De kleine wereld van
Jeroen Sprenger

Meisje - Moeder - Mevrouw 

Verantwoording

 Het heerst, het schrijven over vaders en moeders. Begin 2006 las ik een interview met Oek de Jong, waarin hij zegt dat hij op een dag besloot zijn ouders te gaan interviewen. Misschien, zegt hij, ben ik daartoe wel geïnspireerd door Andreas Burnier, die ooit heeft gezegd: Eigenlijk zou ieder mens een biografie van zijn vader en moeder moeten schrijven, hoe kort ook. Zelf was ik toen al bezig met een serie gesprekken met mijn moeder, Rie Sprenger-Hogenhout. Ik ben dus niet geïnspireerd door Oek de Jong of Andreas Burnier. Maar wel door hen gesterkt om zelf op de eenmaal ingeslagen weg door te gaan.

Door wie of wat zij verder op de gedachte zijn gebracht, weet ik niet. Het valt me alleen op dat er zoveel schrijvers de laatste tijd bezig zijn met hun ouders of de omgeving waarin ze zijn groot geworden. En dat nog enigszins verdienstelijk doen ook, want jury’s van literaire prijzen kunnen niet om hen heen. Zo is Jan Siebelink in 2005 bekroond met de AKO Literatuurprijs voor Knielen op een bed violen, waarin hij zijn vader beschrijft en is K. Schippers in 2006 bekroond met de Libris Literatuurprijs voor Waar was je nou, waarin hij probeert aan de hand van foto’s zijn moeder te schetsen. Weliswaar niet bekroond, maar wel van de veelvuldig bekroonde schrijver Robert Anker, is Negen levens over het Westfriese dorp Oostwoud, dicht bij Hoorn, en over de jeugd die hij daar heeft beleefd. De grote literaire thema’s komen dus niet van ver, zijn ook geen hoogstaande ontdekkingsreizen naar de hemel, maar worden geput uit de meest nabije omgeving van de schrijver. Waar het aan ligt, ik zou het niet weten. 

Het is natuurlijk volstrekt ongepast me zelf tussen dit rijtje literair geweld te plaatsen met een boekje over mijn eigen moeder. Toch heb ik er behoefte aan uit te leggen waarom ik er veel tijd aan heb besteed en dat de reden anders is dan mij aan een nieuw modeverschijnsel over te geven. Ook het aloude ‘eert uw vader en uw moeder’, dat overigens zeker niet zou misstaan als aanleiding, heeft niet de doorslag gegeven. Al enige tijd erger ik me aan de a-historische sfeer die in de samenleving heerst. Een kleine drie jaar lang mocht ik maandelijks op de Ambtenarenpagina van de Haagsche Courant de column Ambtsgeheim vullen. Onder het pseudoniem van Daan Vorán weliswaar, maar desalniettemin was de inhoud aan het werkelijke leven ontleend. In het najaar van 2003 deed ik eigenlijk in één column zo’n zelfde oproep als Andreas Burnier ooit heeft gedaan. De aanleiding was het Rotterdamse voornemen alleen maar migranten tot de stad toe te laten die economisch aan de stad gebonden zijn. “Migranten moeten ook nog een inburgeringdiploma hebben. CDA’s ‘golden boy’ en wethouder Sjaak van der Tak heeft het gezegd. Ik vind het niks. Enkele weken geleden wandelde ik met vrouw en dochters door Vorán’s Amsterdam. De jongedames hadden net het ouderlijk huis verlaten. Ter markering daarvan vond ik het zinvol ze te confronteren met hun ‘roots’. Ik zou Van der Tak dat ook willen aanbevelen. Het leert je veel over je eigen geschiedenis. Ik kan iedereen aanraden eens door zijn eigen verleden te wandelen. Zeker bij politici kan enig historisch besef geen kwaad. Alleen zij die weten waar ze vandaan komen, weten waar ze naartoe gaan. Geen woorden maar daden, klinkt kordaat, maar het moet niet vervallen tot machopolitiek. De tijd van nieuw flinks is geweest.”

▶ [Records]:
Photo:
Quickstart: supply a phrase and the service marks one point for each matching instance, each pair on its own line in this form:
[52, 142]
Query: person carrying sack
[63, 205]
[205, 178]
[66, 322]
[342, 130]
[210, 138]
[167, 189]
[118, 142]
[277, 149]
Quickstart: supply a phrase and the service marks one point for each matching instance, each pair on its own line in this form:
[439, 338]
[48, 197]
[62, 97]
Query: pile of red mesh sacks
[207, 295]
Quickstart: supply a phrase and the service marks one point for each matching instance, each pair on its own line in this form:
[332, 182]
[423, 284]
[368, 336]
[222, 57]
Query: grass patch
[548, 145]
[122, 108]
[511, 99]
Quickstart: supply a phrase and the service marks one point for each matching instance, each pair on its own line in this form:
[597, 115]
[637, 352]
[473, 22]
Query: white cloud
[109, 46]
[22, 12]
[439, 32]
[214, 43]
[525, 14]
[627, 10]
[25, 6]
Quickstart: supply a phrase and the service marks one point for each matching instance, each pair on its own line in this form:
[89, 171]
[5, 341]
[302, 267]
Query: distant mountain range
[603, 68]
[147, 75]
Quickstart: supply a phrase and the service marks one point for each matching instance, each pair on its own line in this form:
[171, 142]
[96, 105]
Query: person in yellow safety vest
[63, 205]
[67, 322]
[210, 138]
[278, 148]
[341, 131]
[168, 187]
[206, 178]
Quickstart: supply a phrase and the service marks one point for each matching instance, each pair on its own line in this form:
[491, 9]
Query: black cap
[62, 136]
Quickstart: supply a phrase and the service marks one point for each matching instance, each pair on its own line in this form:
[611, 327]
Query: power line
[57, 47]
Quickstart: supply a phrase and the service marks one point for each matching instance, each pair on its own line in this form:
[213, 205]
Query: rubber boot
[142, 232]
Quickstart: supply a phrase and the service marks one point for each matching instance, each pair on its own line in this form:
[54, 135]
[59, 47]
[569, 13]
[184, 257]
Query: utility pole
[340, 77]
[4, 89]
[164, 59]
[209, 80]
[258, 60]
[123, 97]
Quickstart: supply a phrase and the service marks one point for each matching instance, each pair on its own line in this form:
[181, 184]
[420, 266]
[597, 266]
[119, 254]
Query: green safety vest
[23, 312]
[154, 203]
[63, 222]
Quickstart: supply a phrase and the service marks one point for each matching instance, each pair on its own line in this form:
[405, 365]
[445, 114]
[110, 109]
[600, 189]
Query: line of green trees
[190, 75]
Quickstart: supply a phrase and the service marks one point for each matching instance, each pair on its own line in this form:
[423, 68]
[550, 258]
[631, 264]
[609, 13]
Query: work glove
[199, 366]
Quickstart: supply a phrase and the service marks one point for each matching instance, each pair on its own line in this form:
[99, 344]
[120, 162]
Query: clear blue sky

▶ [Opdracht 1]: Neem uit het leesfragment het stuk van "Meisje - Moeder" tot en met "door te gaan." woord voor woord over.
▶ [Opdracht 2]: Voor welk boek kreeg K. Schippers volgens het leesfragment in 2006 de Libris Literatuurprijs?
▶ [Opdracht 3]: Vat het leesfragment samen in twee zinnen.

▶ [Antwoord 1]:
Meisje - Moeder - Mevrouw 

Verantwoording

 Het heerst, het schrijven over vaders en moeders. Begin 2006 las ik een interview met Oek de Jong, waarin hij zegt dat hij op een dag besloot zijn ouders te gaan interviewen. Misschien, zegt hij, ben ik daartoe wel geïnspireerd door Andreas Burnier, die ooit heeft gezegd: Eigenlijk zou ieder mens een biografie van zijn vader en moeder moeten schrijven, hoe kort ook. Zelf was ik toen al bezig met een serie gesprekken met mijn moeder, Rie Sprenger-Hogenhout. Ik ben dus niet geïnspireerd door Oek de Jong of Andreas Burnier. Maar wel door hen gesterkt om zelf op de eenmaal ingeslagen weg door te gaan.

▶ [Antwoord 2]: Voor Waar was je nou.

▶ [Antwoord 3]: De auteur stelt vast dat veel schrijvers de laatste tijd over hun ouders of de omgeving van hun jeugd schrijven, zoals Jan Siebelink, K. Schippers en Robert Anker, en was zelf toen al bezig met een serie gesprekken met zijn moeder, Rie Sprenger-Hogenhout. De auteur legt uit dat de reden niet een modeverschijnsel is, maar ergernis over de a-historische sfeer in de samenleving, waarover in 2003 al een column verscheen met de aanbeveling eens door het eigen verleden te wandelen.